» GIVEN PASSAGE:
──────────────────────────────

The Estimate: This year, MidAmeriCon II released minimal data information at this stage. They’re not obligated to release any, so I guess we should be happy with what we got. Last year, we got the range of votes, which allowed us to estimate how strong the slate effect was. This year, we only have the list of nominees and the votes per category. Is that enough to make any estimates?
Here on Chaos Horizon, I work with what I have. I think we can piece together an estimate using the following information:
- The Rabid Puppies swept some but not all of the categories. That’s a very valuable piece of information: it means the Rabid Puppies are strong, but not strong enough to dominate everything. With careful attention, we should be able to find the line (or at least the vicinity of the line).
- Zooming more closely in, the Rabid Puppies swept the following categories: Short Story, Related Work, Graphic Story, Professional Artist, Fanzine. Because of this, we know that the Rabid Puppies had to beat whatever the #1 non-Rabid Puppy pick was in those categories.
- The Rabid Puppies took 4/5 slots in Novella, Novelette, Semiprozine, Fan Writer, Fan Artist, Fan Cast, and Campbell. This means that, in the categories, the #1 non-Rabid Puppy pick had to be larger than Rabid Puppy slate number.
With that information, if I could just find out what the number of votes the #1 non-Rabid Puppy pick likely received, I could estimate the Rabid vote. Now, couldn’t I use the historical data—the average percentage that the #1 pick has received in past years—to come up with this estimate?
One potential wrench: what if people withdrew from nominations? There’s no way to know this, and that would screw the numbers up substantially. However, with more than 10 categories to work with, we can only hope this didn’t happen in all 10. If you believe at least one person withdrew in Novelette, Semiprozine, Fan Writer, Fan Artist, Fan Cast, and Campbell, add 100 to my Rabid Puppy estimate for 400. There’s also the question of Sad Puppy influence, which I’ll tackle in a later post.
Or, to write it out: In the swept categories, Rabid Puppy Number (x) is likely greater than the Non-Rabid voters (Total – x) * the average percentage of the #1 work from previous years.
In the 4/5 categories, the Rabid Puppy number (x) is likely less than the Non-Rabid voters (Total – x) * the average percentage of the #1 work from previous years.
While that won’t be 100% accurate, as the #1 work gets a range of numbers, it’s going to give us something to start with. Here’s the actual formula for calculating the Rabid Puppy lower limit in swept categories using this logic:
x > (Total – x) * #1%
x > #1% * Total – #1% * x
x + #1% * x > #1% * Total
(1 + #1%)x > #1% * Total
x > (#1% * Total) / (1 + #1%)

──────────────────────────────

» ITEMS:
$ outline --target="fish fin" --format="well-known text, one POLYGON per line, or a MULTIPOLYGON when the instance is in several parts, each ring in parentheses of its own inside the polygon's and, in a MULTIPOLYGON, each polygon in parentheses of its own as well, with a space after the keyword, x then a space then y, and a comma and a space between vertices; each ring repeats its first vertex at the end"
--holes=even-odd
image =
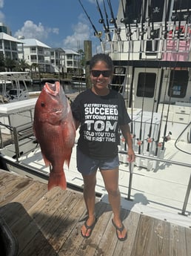
POLYGON ((47 160, 46 157, 44 156, 44 154, 42 152, 41 152, 41 155, 42 155, 42 158, 44 160, 45 165, 46 166, 50 166, 50 162, 47 160))
POLYGON ((50 172, 48 180, 48 190, 56 186, 59 186, 63 190, 67 189, 67 180, 64 171, 61 173, 50 172))

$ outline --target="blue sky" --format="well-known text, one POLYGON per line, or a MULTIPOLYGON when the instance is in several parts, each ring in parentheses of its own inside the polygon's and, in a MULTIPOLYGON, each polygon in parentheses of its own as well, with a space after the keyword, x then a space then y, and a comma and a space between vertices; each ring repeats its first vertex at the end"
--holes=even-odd
MULTIPOLYGON (((110 0, 115 16, 120 0, 110 0)), ((98 31, 103 31, 96 0, 81 0, 98 31)), ((98 1, 104 16, 103 0, 98 1)), ((105 0, 109 19, 111 18, 105 0)), ((84 40, 93 42, 93 51, 100 42, 78 0, 0 0, 0 22, 7 25, 12 36, 35 38, 51 47, 83 49, 84 40)), ((96 49, 96 50, 95 50, 96 49)))

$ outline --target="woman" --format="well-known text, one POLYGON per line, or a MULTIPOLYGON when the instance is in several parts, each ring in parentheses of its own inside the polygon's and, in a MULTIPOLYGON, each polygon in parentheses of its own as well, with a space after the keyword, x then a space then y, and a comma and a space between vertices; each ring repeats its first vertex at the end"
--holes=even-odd
POLYGON ((84 198, 88 217, 81 227, 81 235, 88 238, 96 222, 95 216, 95 186, 99 168, 108 193, 113 219, 119 240, 124 240, 127 232, 120 217, 121 195, 118 189, 119 129, 128 145, 128 161, 135 160, 129 122, 124 98, 110 90, 113 65, 104 53, 95 55, 90 62, 92 88, 81 93, 72 105, 76 123, 80 125, 77 146, 77 168, 84 180, 84 198))

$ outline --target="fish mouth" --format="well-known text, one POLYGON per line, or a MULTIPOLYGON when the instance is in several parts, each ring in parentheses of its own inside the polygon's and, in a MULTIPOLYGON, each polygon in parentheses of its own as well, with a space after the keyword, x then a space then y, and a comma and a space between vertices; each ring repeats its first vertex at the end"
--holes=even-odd
POLYGON ((44 88, 48 93, 56 96, 60 92, 60 83, 59 82, 56 82, 54 84, 46 82, 44 85, 44 88))

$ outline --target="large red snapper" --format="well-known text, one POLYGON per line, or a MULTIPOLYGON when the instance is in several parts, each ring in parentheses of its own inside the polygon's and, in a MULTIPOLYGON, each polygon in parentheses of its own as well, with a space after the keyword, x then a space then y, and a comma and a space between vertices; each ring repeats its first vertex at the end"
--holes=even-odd
POLYGON ((69 166, 76 128, 69 101, 58 82, 44 85, 36 103, 33 128, 45 165, 52 165, 48 190, 54 186, 66 189, 64 163, 69 166))

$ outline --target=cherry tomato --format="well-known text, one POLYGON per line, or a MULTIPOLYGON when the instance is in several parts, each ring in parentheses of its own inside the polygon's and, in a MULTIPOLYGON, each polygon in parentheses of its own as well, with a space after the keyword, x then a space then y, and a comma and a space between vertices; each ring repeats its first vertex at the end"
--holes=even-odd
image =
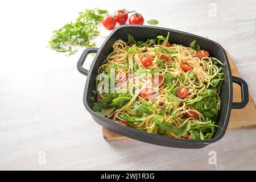
POLYGON ((187 138, 188 139, 190 139, 190 138, 191 138, 191 134, 189 133, 188 136, 187 136, 187 138))
POLYGON ((141 90, 141 96, 145 100, 148 100, 154 95, 154 91, 149 88, 146 88, 141 90))
POLYGON ((117 119, 115 121, 115 123, 117 123, 118 124, 123 125, 123 126, 127 126, 127 122, 120 119, 117 119))
POLYGON ((183 61, 181 61, 181 63, 180 63, 180 67, 185 72, 192 68, 192 67, 190 65, 183 61))
POLYGON ((115 12, 114 16, 115 20, 119 24, 123 24, 128 19, 128 14, 125 10, 117 10, 115 12))
POLYGON ((184 98, 188 97, 189 91, 187 88, 180 86, 180 89, 175 92, 176 96, 180 98, 184 98))
MULTIPOLYGON (((163 46, 164 43, 164 41, 163 40, 162 42, 161 42, 162 46, 163 46)), ((171 44, 169 41, 166 43, 166 47, 171 47, 171 44)))
POLYGON ((167 62, 170 62, 170 58, 166 55, 162 55, 161 56, 160 56, 160 59, 162 60, 166 60, 167 62))
POLYGON ((153 64, 153 61, 152 59, 149 57, 143 57, 141 59, 141 63, 144 67, 150 67, 152 64, 153 64))
POLYGON ((103 97, 101 97, 101 95, 97 94, 97 95, 96 96, 96 99, 97 99, 97 100, 100 100, 100 99, 102 99, 102 98, 103 98, 103 97))
MULTIPOLYGON (((202 59, 202 58, 204 57, 209 57, 209 55, 210 55, 209 54, 208 51, 205 51, 205 50, 198 51, 197 53, 196 53, 196 56, 200 59, 202 59)), ((205 57, 204 59, 206 59, 207 58, 205 57)))
POLYGON ((143 16, 140 14, 134 13, 129 18, 130 24, 143 24, 144 18, 143 16))
POLYGON ((114 18, 109 15, 104 16, 102 20, 102 24, 104 27, 108 30, 112 30, 115 27, 117 21, 114 18))
POLYGON ((152 76, 152 82, 155 86, 157 86, 162 83, 163 79, 163 77, 160 75, 153 75, 152 76))
POLYGON ((185 118, 192 117, 194 119, 196 119, 197 118, 197 114, 196 114, 196 112, 191 110, 187 113, 185 113, 185 114, 184 115, 184 117, 185 118))

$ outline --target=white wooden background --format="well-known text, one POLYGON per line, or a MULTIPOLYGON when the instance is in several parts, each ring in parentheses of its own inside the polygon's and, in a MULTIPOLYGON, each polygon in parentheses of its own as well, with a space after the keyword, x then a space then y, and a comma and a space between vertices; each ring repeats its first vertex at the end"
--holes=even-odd
POLYGON ((67 57, 46 47, 52 30, 95 7, 136 10, 159 26, 219 43, 256 100, 255 1, 6 1, 0 6, 0 169, 256 169, 255 129, 228 131, 199 150, 104 139, 82 104, 86 77, 76 69, 82 49, 67 57), (209 164, 211 151, 216 165, 209 164))

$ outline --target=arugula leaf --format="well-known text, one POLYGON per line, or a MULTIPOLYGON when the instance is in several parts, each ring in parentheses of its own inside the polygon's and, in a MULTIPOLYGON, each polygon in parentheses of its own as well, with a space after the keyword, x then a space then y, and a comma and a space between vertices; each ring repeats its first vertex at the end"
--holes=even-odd
POLYGON ((184 100, 177 97, 175 94, 172 93, 172 89, 167 90, 166 92, 166 98, 169 100, 170 102, 183 102, 184 100))
POLYGON ((146 120, 145 114, 135 115, 131 117, 134 119, 134 122, 142 122, 146 120))
POLYGON ((193 122, 194 126, 188 131, 191 134, 191 139, 209 139, 215 133, 215 127, 219 127, 215 125, 214 121, 208 119, 201 122, 195 121, 193 122))
POLYGON ((147 23, 150 24, 158 24, 158 21, 154 19, 150 19, 149 20, 147 21, 147 23))
POLYGON ((118 116, 126 121, 132 122, 142 122, 146 120, 146 116, 143 115, 129 115, 126 113, 122 113, 118 114, 118 116))
POLYGON ((108 106, 108 104, 105 102, 94 102, 93 106, 93 110, 94 111, 100 111, 101 109, 106 108, 108 106))
POLYGON ((196 44, 196 40, 193 40, 189 44, 189 47, 192 48, 193 49, 195 49, 195 45, 196 44))
POLYGON ((138 47, 148 46, 151 42, 155 42, 156 40, 156 39, 147 39, 145 42, 143 42, 142 41, 138 41, 137 46, 138 46, 138 47))
MULTIPOLYGON (((167 51, 164 48, 164 47, 162 46, 162 45, 160 45, 160 46, 159 46, 159 47, 156 47, 154 51, 156 52, 162 52, 166 55, 171 55, 178 53, 178 52, 177 51, 174 51, 172 52, 167 51)), ((171 61, 170 61, 170 64, 171 63, 171 61)))
POLYGON ((108 104, 110 104, 112 100, 117 97, 118 97, 121 93, 104 93, 102 94, 103 97, 106 97, 105 98, 101 98, 98 100, 98 102, 106 102, 108 104))
POLYGON ((184 124, 181 128, 174 126, 172 123, 168 122, 160 122, 160 121, 164 118, 162 115, 156 115, 152 118, 152 121, 155 123, 159 129, 160 133, 164 133, 165 130, 174 132, 179 136, 184 136, 187 134, 191 128, 190 121, 184 124))
POLYGON ((126 121, 134 122, 134 119, 126 113, 120 113, 118 114, 118 116, 126 121))
POLYGON ((107 116, 109 114, 111 114, 114 110, 115 108, 112 108, 108 110, 102 109, 101 111, 97 111, 96 113, 105 117, 105 116, 107 116))
POLYGON ((143 45, 144 44, 144 42, 143 42, 143 41, 138 41, 138 43, 137 43, 137 46, 138 47, 142 47, 142 45, 143 45))
POLYGON ((134 102, 132 109, 135 110, 137 113, 145 114, 152 114, 152 111, 150 109, 156 109, 156 106, 154 106, 150 102, 147 101, 144 101, 141 104, 139 101, 137 101, 134 102))
POLYGON ((131 97, 127 96, 121 96, 113 100, 111 106, 119 109, 127 104, 131 99, 131 97))
POLYGON ((133 71, 134 72, 137 72, 139 68, 139 64, 137 63, 137 62, 134 61, 134 63, 133 64, 133 71))
POLYGON ((128 55, 132 53, 135 51, 139 51, 139 48, 137 46, 136 46, 136 44, 133 45, 128 49, 128 51, 127 51, 126 55, 127 56, 128 55))
POLYGON ((166 36, 166 38, 163 37, 163 35, 158 35, 156 38, 158 39, 158 45, 160 44, 160 40, 163 40, 164 43, 162 46, 166 46, 166 43, 167 43, 168 40, 169 40, 169 35, 170 35, 170 32, 168 32, 167 36, 166 36))
POLYGON ((92 90, 92 92, 93 93, 93 96, 90 97, 90 98, 92 101, 95 102, 95 96, 97 94, 97 92, 96 90, 92 90))
POLYGON ((134 40, 133 37, 131 35, 131 34, 127 34, 128 42, 127 42, 127 44, 129 45, 131 43, 134 43, 134 44, 137 44, 137 42, 134 40))
POLYGON ((163 84, 167 85, 169 89, 172 88, 175 86, 175 84, 172 83, 174 77, 171 73, 167 72, 164 73, 163 76, 164 77, 163 84))
POLYGON ((213 119, 220 109, 220 98, 216 90, 207 89, 196 101, 187 103, 200 111, 205 118, 213 119))
POLYGON ((193 49, 196 50, 196 51, 200 50, 200 47, 197 44, 196 48, 196 40, 193 40, 189 44, 189 47, 192 48, 193 49))
POLYGON ((194 78, 195 78, 195 73, 188 73, 188 77, 189 77, 189 79, 190 80, 193 80, 194 78))
POLYGON ((166 60, 157 60, 156 64, 160 67, 161 69, 165 69, 166 68, 166 65, 165 64, 166 60))
POLYGON ((71 47, 66 49, 64 46, 67 45, 95 46, 95 43, 91 43, 90 40, 99 34, 97 25, 107 13, 108 11, 98 8, 86 9, 84 12, 80 13, 74 23, 65 24, 53 31, 53 36, 49 41, 49 47, 57 52, 69 51, 68 56, 74 54, 77 50, 72 51, 71 47))

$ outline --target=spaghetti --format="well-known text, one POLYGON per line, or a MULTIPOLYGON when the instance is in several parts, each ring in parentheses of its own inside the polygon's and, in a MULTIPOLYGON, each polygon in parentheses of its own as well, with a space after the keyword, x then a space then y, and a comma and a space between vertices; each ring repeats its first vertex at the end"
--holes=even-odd
POLYGON ((114 43, 98 73, 105 74, 108 82, 114 82, 115 92, 106 93, 99 84, 104 76, 100 77, 97 99, 93 98, 94 108, 98 108, 94 110, 148 133, 211 138, 220 106, 221 62, 207 53, 201 57, 199 53, 204 50, 176 44, 165 46, 168 35, 158 39, 158 44, 154 39, 137 43, 133 38, 131 43, 122 40, 114 43))

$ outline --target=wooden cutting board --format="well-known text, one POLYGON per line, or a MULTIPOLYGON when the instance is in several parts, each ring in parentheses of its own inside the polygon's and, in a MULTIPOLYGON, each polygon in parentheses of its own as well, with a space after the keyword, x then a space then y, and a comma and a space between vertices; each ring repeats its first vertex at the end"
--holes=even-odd
MULTIPOLYGON (((228 52, 226 53, 230 64, 232 75, 240 77, 230 56, 228 52)), ((240 86, 234 83, 233 84, 233 101, 240 102, 241 100, 240 86)), ((246 107, 241 109, 232 109, 231 110, 231 116, 228 129, 242 129, 254 127, 256 127, 256 106, 249 94, 249 102, 246 107)), ((102 133, 103 136, 107 141, 117 141, 130 139, 105 127, 103 127, 102 133)))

──────────────────────────────

» GOAL:
Continue the passage on estimating the Rabid Puppy vote from the point where it stops. The material is unrelated to the passage on estimating the Rabid Puppy vote.

» WRITTEN ANSWER:
So, quick chart: we need the #1%, the average percent of vote the #1 work gets, i.e. the highest placing non-RP work, in all categories that were either swept or had 4/5. I’ll use the 4/5 Rabid categories in a second to establish an upper limit.
Off to the Hugo stats to create the chart. I used data from 2010-2013, giving me 4 years. I didn’t use 2014 and 2015 because the Sad Puppies and Rabid Puppies changed the data sets by their campaigns. I didn’t use 2009 data because the WorldCon didn’t format it conveniently that year, so it is much harder to pull the percentages off. I don’t have infinite time to work on this stuff. :). I also had to toss out Fan Cast because it’s such a new category.
Chart #1: Percentage the #1 Hugo Nominee Received 2010-2013
Notice that far right column of “range”: that’s the difference between the high and low in that 4 year period. This big range is going to introduce a lot of statistical noise into the calculations: if I estimate Best Related work to get 16.6%, I’d be off as much as 5% in some years. I could try to offset this by fancier stat tools, but 4 data points will produce a garbage standard deviation, though, so I won’t use that. On 300 votes, this 5% error would throw a +/- halo of 15 votes. Significant but not overwhelming.
Okay, now that I have this data, let’s use it to calculate the lower limit of Rabid Puppies:
Chart 2: Calculating Min Rabid Puppy Number from 2016 Swept Categories
|Swept Category||Total Votes||#1 %||Min RP|
Okay, what the hell does this chart say? The Short Story category had 2451 voters this year. In past years, the #1 Sad Puppy pick grabbed 14% of the vote. To beat that 14%, there needed to be at least 302 Rabid Puppy voters. With that number, you get 302 Rabid Votes, (2451-302) = 2149 Non-Rabid votes, voting at 14% = 301 votes. Thus, the Rabid Puppies would beat all the Non-Rabid votes by 1 point.
Now, surely that number isn’t 100% accurate. Maybe the top short story this year got 18% of the vote. Maybe it got 12%. But 300 seems about the line here–if Rabid Puppies are lower than that, you wouldn’t expect it to sweep.
Keep in mind, this chart just gives us a minimum. Now, let’s do the other limit, using the categories were the Puppies took 4/5. This is uglier, I’m warning you:
Chart 3: Calculating Max Rabid Puppy Number from 2016 4/5 Categories
|4/5 Category||Total Votes||#1 %||Max|
Ugh. Disaster befalls Chaos Horizon. This number should be higher than the last one, creating a nice range. Oh, the failed dreams. This chart is full of outliers, ranging from that huge 477 in Novella to that paltry 190 in Fan Artist. Did someone withdraw from the Fan Artist category, skewing the numbers? If I take that out, it bumps the average up to 325, which fixes my problem. Of course, if I dump the low outlier, I should dump the high outlier, which puts us back in the same fix.
A couple conclusions: the fact that both calculations turned up the 300 number is actually pretty remarkable. We could conclude that this is just about the line: if the Rabid Puppies are much stronger than 300 (say 350), they should have swept more categories. If they’re much weaker (250), they shouldn’t have swept any. 300 is the sweet spot to be competitive in most of these categories, with the statistical noise of any given year pushing some works over, some works not.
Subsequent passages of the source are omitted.